Set exercise: Identify every line in the entries below that contains the word "downspout" and copy each of those lines in full.

Data provided:

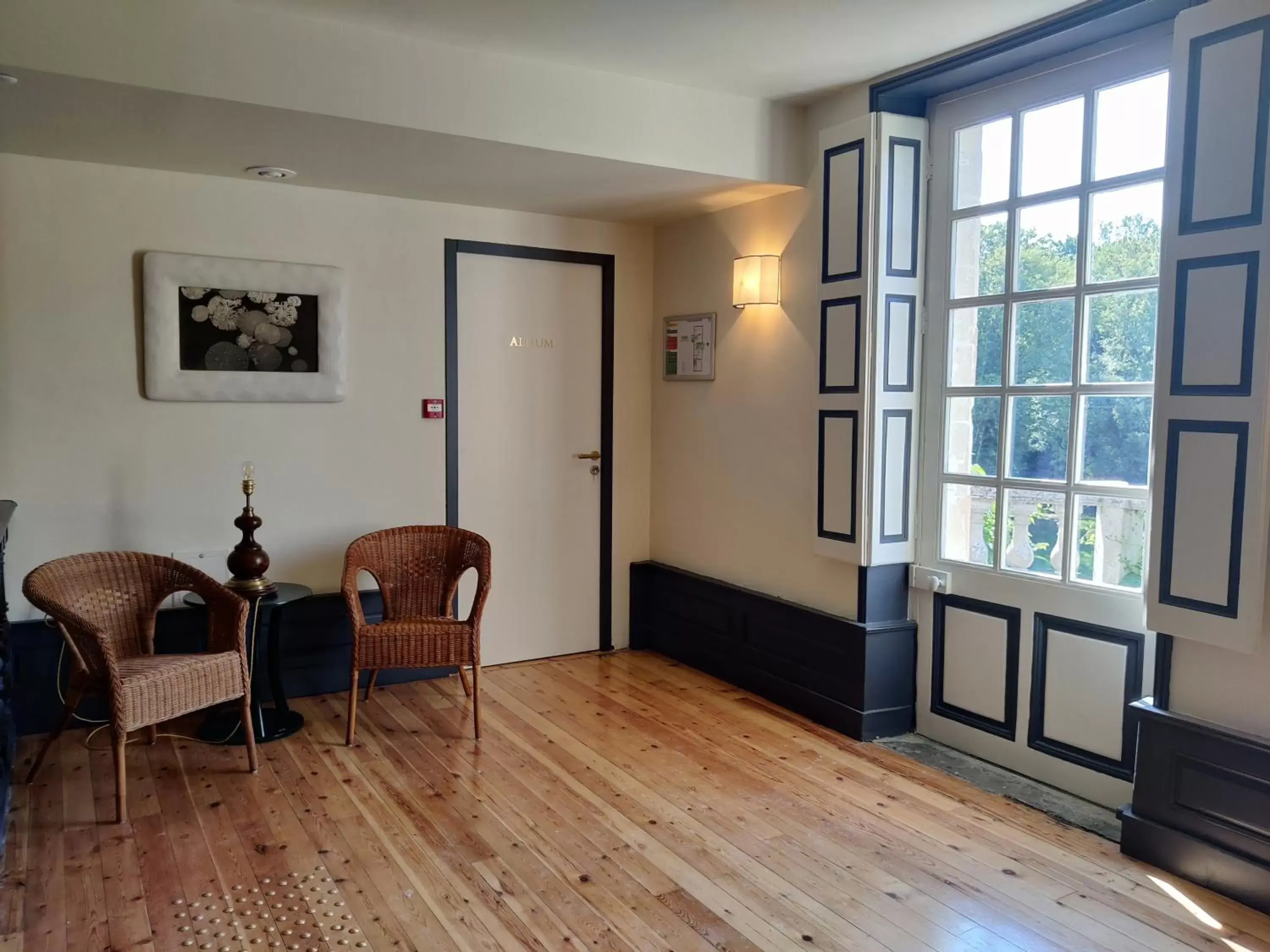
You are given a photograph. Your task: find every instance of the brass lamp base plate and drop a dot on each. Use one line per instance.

...

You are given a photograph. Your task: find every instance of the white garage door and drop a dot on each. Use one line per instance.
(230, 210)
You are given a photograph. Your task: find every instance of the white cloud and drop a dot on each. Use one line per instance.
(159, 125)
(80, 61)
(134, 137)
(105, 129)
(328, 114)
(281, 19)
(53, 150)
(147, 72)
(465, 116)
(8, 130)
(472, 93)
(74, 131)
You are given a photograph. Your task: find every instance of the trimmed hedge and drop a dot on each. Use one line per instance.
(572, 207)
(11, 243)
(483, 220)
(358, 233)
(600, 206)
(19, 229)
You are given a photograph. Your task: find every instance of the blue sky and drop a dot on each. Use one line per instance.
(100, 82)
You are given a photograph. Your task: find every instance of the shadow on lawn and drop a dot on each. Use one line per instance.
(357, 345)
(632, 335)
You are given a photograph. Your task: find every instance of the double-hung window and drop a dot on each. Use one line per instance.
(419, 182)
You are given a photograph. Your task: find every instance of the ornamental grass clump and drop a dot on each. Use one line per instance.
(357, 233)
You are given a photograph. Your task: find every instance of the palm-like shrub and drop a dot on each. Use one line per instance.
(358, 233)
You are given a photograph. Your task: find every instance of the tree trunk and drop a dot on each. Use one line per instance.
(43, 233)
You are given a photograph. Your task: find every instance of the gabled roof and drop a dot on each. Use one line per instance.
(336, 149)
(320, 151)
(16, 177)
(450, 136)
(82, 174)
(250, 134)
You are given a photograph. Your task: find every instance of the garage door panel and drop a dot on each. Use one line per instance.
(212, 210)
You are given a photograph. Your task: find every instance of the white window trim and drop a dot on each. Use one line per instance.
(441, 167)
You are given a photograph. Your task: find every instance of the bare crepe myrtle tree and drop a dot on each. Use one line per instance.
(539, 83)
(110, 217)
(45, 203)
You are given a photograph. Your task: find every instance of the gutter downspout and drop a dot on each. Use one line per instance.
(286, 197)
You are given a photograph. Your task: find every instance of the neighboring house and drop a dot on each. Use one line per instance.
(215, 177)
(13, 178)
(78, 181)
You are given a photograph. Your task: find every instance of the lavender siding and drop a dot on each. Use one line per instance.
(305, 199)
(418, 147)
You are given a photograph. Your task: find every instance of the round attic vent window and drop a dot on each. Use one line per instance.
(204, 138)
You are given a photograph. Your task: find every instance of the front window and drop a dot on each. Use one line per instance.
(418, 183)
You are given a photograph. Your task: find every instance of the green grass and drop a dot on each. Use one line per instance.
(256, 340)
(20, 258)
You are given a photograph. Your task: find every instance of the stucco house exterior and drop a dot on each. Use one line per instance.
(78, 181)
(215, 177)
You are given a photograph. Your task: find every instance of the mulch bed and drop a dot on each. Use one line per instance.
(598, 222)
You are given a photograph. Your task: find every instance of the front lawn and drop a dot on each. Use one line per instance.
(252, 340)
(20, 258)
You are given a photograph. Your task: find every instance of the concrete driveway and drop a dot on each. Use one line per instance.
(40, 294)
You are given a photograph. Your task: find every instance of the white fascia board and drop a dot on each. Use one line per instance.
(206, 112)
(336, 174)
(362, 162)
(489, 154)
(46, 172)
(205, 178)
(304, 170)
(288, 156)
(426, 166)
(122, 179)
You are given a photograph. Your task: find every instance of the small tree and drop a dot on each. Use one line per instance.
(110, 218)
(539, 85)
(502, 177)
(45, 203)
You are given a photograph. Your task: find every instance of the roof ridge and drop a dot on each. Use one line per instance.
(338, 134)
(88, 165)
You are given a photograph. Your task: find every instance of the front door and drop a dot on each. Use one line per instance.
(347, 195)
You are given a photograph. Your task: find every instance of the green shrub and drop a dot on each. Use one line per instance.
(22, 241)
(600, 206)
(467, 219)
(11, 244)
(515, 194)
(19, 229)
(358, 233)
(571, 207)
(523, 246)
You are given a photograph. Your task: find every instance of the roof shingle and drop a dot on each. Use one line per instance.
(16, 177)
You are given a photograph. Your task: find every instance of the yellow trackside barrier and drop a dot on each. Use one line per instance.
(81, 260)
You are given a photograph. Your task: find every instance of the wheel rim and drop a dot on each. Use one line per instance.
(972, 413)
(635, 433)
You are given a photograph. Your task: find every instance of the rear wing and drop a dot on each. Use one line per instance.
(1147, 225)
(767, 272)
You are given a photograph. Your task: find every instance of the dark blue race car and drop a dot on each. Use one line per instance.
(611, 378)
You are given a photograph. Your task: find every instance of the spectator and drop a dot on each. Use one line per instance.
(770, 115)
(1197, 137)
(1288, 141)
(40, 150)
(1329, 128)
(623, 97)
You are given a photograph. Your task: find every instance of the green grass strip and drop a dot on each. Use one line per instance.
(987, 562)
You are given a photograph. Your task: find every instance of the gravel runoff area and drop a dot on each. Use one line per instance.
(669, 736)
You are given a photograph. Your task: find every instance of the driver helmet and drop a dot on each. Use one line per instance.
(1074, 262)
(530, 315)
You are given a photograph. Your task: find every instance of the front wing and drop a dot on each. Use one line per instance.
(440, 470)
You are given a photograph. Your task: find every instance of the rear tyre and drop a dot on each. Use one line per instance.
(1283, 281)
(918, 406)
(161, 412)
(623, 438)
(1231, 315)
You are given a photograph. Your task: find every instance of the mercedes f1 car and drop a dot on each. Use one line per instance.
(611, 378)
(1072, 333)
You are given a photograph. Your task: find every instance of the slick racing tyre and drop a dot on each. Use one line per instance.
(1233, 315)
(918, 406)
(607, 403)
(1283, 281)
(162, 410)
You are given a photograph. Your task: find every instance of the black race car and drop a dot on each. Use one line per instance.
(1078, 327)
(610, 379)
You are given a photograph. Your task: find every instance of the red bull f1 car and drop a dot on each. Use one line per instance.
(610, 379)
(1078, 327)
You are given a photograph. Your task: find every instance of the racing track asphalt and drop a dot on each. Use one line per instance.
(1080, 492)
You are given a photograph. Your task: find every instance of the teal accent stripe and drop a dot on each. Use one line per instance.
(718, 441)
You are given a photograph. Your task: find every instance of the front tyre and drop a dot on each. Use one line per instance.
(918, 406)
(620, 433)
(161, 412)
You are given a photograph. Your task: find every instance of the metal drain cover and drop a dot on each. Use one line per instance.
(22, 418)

--

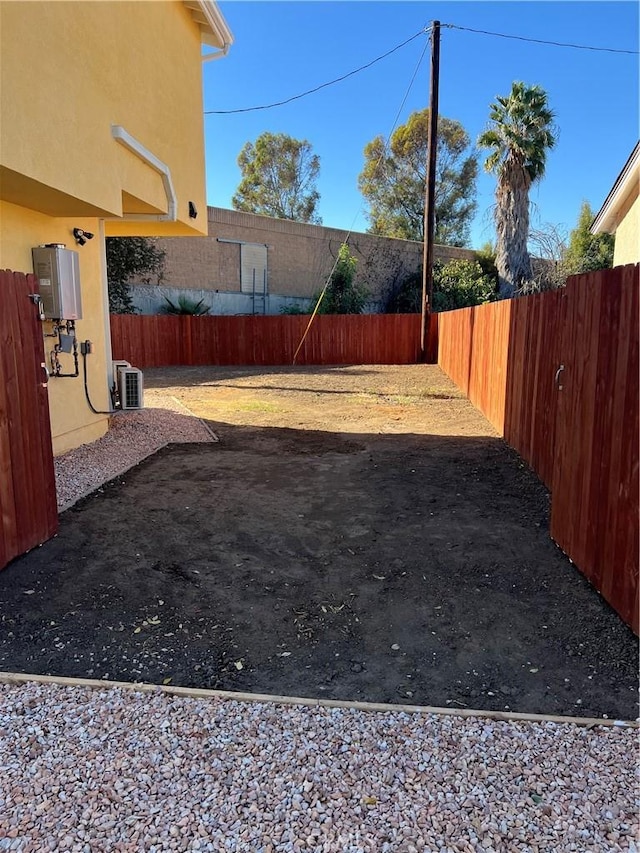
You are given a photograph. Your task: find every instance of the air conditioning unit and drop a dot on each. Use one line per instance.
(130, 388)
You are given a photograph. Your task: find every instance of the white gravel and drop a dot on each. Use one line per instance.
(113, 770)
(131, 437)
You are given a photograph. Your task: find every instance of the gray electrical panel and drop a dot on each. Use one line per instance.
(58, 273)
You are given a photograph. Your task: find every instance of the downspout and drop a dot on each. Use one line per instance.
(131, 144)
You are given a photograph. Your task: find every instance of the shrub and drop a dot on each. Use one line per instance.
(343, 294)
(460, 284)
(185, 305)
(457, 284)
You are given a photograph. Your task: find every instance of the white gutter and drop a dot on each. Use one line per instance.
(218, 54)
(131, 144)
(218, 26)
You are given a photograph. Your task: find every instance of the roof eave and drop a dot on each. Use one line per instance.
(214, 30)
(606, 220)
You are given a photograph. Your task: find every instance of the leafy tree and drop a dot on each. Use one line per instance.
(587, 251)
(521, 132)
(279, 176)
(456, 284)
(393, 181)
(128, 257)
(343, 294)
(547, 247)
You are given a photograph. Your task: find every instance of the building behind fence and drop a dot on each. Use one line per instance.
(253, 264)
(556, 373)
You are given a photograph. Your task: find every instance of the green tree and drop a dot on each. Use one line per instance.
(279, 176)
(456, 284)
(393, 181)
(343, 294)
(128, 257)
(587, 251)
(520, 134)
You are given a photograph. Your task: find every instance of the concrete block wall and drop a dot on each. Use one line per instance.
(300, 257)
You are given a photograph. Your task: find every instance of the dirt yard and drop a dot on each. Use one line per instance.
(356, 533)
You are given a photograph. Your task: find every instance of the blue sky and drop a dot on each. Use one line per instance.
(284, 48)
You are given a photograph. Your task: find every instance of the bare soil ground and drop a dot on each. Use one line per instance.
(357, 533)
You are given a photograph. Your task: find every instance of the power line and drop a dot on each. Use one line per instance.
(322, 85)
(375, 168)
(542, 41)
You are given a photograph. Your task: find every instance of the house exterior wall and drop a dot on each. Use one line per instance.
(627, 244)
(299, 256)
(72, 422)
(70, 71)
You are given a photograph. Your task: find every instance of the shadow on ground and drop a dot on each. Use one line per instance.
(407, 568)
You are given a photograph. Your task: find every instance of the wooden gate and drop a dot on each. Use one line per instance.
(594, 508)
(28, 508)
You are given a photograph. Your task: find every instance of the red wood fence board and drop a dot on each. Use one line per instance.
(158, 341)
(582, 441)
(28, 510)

Right answer:
You are given a photograph. Your task: find every instance of the gutter downspout and drop a dot on each. Use one line per instance.
You are given a photograph. Your task: find every instance of the downspout and drop a dot on each. Use one line per instance.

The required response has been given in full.